» **PROVIDED RECORDS**
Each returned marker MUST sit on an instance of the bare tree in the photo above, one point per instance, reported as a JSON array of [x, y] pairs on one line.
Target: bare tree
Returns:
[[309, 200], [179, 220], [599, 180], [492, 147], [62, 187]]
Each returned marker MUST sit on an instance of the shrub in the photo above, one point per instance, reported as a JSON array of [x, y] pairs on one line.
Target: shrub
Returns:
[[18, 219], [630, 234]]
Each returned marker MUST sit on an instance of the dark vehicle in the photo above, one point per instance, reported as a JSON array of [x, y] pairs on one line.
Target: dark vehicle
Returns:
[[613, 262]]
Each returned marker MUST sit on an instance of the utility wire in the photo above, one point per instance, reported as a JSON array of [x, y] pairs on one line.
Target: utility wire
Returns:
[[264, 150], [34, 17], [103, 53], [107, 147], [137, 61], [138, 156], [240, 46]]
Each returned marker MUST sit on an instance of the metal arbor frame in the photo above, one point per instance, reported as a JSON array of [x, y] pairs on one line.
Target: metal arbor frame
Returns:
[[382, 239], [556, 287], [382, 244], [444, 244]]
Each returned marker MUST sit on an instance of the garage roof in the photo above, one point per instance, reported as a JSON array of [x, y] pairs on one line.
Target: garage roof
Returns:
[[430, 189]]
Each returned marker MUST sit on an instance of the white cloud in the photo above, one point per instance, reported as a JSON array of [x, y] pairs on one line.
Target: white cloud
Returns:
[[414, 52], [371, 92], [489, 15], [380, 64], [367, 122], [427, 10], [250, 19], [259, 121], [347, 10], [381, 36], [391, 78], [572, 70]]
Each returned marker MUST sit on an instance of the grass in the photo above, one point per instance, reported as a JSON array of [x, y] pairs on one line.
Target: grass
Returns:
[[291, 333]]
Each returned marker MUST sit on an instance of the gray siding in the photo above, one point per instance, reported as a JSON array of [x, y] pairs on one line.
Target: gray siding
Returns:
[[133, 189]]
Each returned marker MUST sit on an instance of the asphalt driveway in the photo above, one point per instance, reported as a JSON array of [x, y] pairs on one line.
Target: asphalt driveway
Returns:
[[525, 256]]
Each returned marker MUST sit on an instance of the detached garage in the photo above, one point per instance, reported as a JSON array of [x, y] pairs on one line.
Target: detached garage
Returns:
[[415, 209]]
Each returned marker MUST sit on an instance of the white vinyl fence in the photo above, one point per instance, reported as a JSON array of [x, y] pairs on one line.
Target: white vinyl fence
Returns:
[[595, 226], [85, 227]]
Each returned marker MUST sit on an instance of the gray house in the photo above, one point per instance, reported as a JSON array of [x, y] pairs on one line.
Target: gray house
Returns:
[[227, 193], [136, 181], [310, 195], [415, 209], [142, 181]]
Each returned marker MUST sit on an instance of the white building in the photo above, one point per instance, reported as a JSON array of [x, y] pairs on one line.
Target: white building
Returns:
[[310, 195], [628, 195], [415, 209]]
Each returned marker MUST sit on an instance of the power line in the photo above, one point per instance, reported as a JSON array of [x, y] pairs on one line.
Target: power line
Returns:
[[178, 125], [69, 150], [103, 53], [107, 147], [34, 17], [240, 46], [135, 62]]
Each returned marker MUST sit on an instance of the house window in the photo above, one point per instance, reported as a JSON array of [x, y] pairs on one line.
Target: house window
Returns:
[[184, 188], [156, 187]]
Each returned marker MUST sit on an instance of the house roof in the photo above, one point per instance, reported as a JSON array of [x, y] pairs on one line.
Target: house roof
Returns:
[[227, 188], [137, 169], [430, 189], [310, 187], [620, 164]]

» **WHAT THE EXERCISE ASKS**
Convert the lines above into a JSON list of strings, one string per line, leaving out any blank lines.

» **EXERCISE RESPONSE**
[
  "Each returned marker MUST sit on an instance of the bare tree in the photo above, one point per instance, reported as a JSON array of [x, y] pairs on one line.",
  "Target: bare tree",
  "Returns:",
  "[[309, 200], [179, 220], [599, 180], [492, 147], [62, 187]]",
  "Each returned marker MUST sit on an instance of the shrub in the photo above, one point per instance, reported as a JSON array of [x, y] pairs on one line.",
  "Target: shrub",
  "Returns:",
  "[[18, 219], [630, 234]]",
  "Each returned marker MUST sit on an instance of the dark vehicle in the photo above, one point per instance, reported as a JSON array of [x, y] pairs on one line.",
  "Target: dark vehicle",
  "Returns:",
  "[[613, 262]]",
  "Each returned marker MUST sit on an instance of the utility wire in the photo above, one point per instance, reported as a JSON array of [x, y] pairs on one line.",
  "Target: utility wire",
  "Returns:",
  "[[264, 150], [34, 17], [103, 53], [107, 147], [137, 61], [138, 156], [240, 46]]",
  "Each returned marker MUST sit on an instance of the metal arbor frame in the photo above, one point per instance, reported as a JSON array of [x, y] pairs on one line.",
  "Target: metal arbor frame",
  "Returns:",
  "[[382, 239], [556, 287], [382, 244], [444, 244]]",
  "Each returned marker MUST sit on an instance of the garage roof in the photo above, one point per instance, reported as a JSON array of [x, y] pairs on one line.",
  "Target: garage roof",
  "Returns:",
  "[[430, 189]]",
  "Each returned marker MUST sit on an instance of the white cloud in the photo above, one point per instance, reported as a JSON array of [x, y] pairs on one line.",
  "Target: white cloud",
  "Returns:",
  "[[414, 52], [371, 92], [489, 15], [380, 64], [367, 122], [427, 10], [250, 19], [259, 121], [347, 10], [381, 36], [391, 78], [572, 70]]",
  "Each returned marker MUST sit on an instance of the grass in the photo above, one point per instance, reported as a JSON array of [x, y] pairs on one line.",
  "Target: grass",
  "Returns:",
  "[[291, 333]]",
  "Each returned marker MUST sit on an instance of the gray siding in the photo above, one point per instance, reported as a JSON array of [x, y] pairs on one line.",
  "Target: gray siding",
  "Returns:",
  "[[133, 189]]",
  "Each returned marker MUST sit on an instance of the asphalt driveway in the photo above, one point per instance, reported as a JSON array of [x, y] pairs on one line.",
  "Target: asphalt driveway",
  "Returns:",
  "[[525, 256]]",
  "Each returned marker MUST sit on an instance of the detached garage in the photo above, one point per instance, reported as a JSON array of [x, y] pairs on one line.",
  "Target: detached garage",
  "Returns:",
  "[[415, 209]]",
  "Each returned marker MUST sit on an instance of the white vinyl fence in the photo above, one point per instance, reported as a JSON array of [x, y] pairs on one line.",
  "Target: white vinyl fence",
  "Returns:",
  "[[595, 226], [85, 227]]",
  "Each returned marker MUST sit on an instance of the gray house in the photo above, one point per instance, reported as a JSON array of [x, y] pairs on one line.",
  "Target: gray house",
  "Returns:",
  "[[227, 193], [136, 181], [310, 195], [415, 209], [142, 181]]",
  "Each returned marker MUST sit on an instance of the white building in the photo above, one point per instance, reported as a JSON array of [x, y] pairs on one line.",
  "Target: white building",
  "Returns:",
  "[[310, 195], [628, 195], [415, 209]]",
  "Each returned marker MUST sit on an instance of the power line in the photo above, one point per instance, reported as a JSON array of [x, y] pairs on one line.",
  "Target: power line",
  "Returns:",
  "[[178, 125], [69, 150], [103, 53], [107, 147], [34, 17], [240, 46], [135, 62]]",
  "Each returned marker MUST sit on an instance of the house window in the photo above, one point per instance, reported as a JSON array of [x, y] pairs on one line.",
  "Target: house window",
  "Returns:",
  "[[184, 188], [156, 187]]",
  "Each returned marker MUST sit on an instance of the house roof in the photo above, one point per instance, reported as a JSON array of [x, y] pairs on one line.",
  "Target: house roof",
  "Returns:",
  "[[227, 188], [137, 169], [430, 189], [310, 187], [620, 164]]"
]